■ Written request: Pull out every line of the material above the answers that contains the string "roof", and copy each one in full.

═══ Records to process

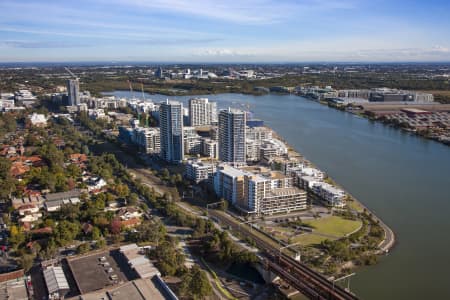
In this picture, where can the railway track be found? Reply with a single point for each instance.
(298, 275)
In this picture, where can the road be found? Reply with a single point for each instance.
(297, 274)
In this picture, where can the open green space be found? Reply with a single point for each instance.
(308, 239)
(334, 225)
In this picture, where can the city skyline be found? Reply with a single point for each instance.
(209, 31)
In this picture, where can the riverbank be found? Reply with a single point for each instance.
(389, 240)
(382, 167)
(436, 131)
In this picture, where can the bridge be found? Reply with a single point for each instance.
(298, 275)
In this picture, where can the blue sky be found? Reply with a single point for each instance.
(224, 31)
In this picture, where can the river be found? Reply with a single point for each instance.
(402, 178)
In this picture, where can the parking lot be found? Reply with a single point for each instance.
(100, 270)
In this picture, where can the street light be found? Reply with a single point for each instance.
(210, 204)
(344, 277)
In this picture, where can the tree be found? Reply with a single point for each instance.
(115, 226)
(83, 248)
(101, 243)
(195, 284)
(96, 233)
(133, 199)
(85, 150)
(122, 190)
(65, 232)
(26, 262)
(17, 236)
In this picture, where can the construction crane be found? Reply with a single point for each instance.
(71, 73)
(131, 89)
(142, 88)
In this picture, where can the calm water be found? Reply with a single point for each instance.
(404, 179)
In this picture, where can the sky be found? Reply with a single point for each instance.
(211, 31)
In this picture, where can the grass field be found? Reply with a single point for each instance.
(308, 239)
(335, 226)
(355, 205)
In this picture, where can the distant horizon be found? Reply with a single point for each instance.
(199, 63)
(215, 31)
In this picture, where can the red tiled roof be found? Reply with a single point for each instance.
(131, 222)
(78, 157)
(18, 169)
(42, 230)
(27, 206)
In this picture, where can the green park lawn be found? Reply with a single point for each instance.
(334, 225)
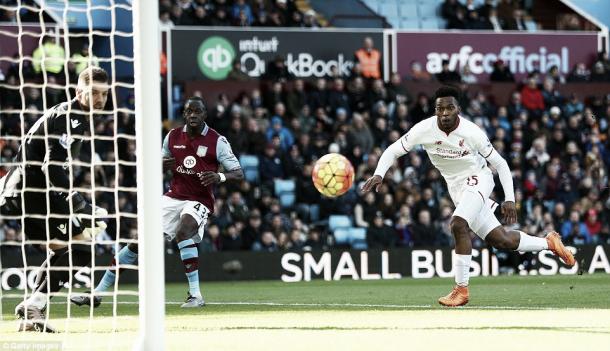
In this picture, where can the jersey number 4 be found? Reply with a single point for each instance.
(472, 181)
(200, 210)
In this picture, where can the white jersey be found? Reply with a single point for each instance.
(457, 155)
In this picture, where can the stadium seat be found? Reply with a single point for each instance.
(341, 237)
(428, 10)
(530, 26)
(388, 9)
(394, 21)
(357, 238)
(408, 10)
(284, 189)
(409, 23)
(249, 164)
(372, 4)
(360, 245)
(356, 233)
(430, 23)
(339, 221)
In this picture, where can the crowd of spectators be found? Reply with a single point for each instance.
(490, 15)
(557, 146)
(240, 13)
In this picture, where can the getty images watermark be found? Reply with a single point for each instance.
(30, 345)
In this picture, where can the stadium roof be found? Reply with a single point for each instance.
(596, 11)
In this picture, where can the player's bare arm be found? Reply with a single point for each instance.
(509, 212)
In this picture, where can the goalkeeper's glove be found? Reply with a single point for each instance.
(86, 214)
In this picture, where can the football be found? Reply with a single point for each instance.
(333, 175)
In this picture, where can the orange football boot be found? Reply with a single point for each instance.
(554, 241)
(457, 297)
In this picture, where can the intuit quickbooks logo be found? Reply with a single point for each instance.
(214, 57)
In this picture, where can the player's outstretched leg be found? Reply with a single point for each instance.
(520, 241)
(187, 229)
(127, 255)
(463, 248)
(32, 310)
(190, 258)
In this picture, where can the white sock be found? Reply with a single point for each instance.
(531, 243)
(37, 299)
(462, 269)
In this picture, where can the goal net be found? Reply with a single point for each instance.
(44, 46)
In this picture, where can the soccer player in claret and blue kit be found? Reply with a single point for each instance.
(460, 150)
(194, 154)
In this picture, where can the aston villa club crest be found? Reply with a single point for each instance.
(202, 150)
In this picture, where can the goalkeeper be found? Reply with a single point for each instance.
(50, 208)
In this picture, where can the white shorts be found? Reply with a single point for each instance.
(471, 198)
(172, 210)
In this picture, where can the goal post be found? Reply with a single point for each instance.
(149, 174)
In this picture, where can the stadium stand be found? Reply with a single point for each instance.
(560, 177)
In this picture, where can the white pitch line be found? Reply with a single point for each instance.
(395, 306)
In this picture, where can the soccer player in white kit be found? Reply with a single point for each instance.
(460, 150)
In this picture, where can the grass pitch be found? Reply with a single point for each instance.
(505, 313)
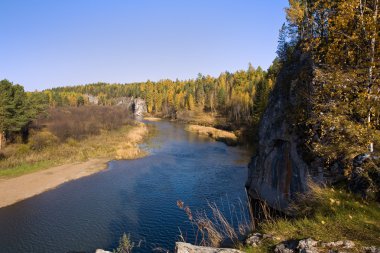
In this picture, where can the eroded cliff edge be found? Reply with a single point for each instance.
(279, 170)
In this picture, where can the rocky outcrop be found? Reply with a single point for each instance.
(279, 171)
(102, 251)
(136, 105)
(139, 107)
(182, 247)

══════
═══ Records to process

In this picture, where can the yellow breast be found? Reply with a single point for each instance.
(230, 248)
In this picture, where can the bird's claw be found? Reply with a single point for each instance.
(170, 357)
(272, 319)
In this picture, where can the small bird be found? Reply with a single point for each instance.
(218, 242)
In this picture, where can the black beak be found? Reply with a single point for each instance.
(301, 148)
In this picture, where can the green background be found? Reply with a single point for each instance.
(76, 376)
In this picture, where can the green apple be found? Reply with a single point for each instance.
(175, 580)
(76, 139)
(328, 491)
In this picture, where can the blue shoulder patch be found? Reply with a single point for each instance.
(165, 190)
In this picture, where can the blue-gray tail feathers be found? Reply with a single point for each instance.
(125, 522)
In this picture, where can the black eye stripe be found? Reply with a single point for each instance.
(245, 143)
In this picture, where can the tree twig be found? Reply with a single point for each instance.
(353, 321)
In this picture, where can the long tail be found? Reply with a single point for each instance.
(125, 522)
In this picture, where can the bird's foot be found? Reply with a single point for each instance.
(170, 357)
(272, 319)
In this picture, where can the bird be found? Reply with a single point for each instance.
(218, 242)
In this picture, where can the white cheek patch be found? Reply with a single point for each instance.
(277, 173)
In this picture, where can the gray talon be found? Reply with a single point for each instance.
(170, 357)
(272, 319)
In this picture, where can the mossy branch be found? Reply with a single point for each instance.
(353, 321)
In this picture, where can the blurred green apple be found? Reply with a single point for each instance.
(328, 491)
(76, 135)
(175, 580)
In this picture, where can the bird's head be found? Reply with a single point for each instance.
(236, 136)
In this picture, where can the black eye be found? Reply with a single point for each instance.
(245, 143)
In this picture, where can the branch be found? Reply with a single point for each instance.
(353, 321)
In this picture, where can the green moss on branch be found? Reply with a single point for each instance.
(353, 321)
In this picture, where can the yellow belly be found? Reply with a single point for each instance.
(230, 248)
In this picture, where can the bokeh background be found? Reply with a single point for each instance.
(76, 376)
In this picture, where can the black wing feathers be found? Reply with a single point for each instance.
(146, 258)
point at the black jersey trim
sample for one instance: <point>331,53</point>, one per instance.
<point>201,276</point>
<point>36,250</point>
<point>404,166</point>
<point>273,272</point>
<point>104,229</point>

══════

■ Written response:
In this picture, where can the red tiled roof be found? Reply with a single point for each instance.
In this picture, where can the stadium roof be found? Reply with a single point for each instance.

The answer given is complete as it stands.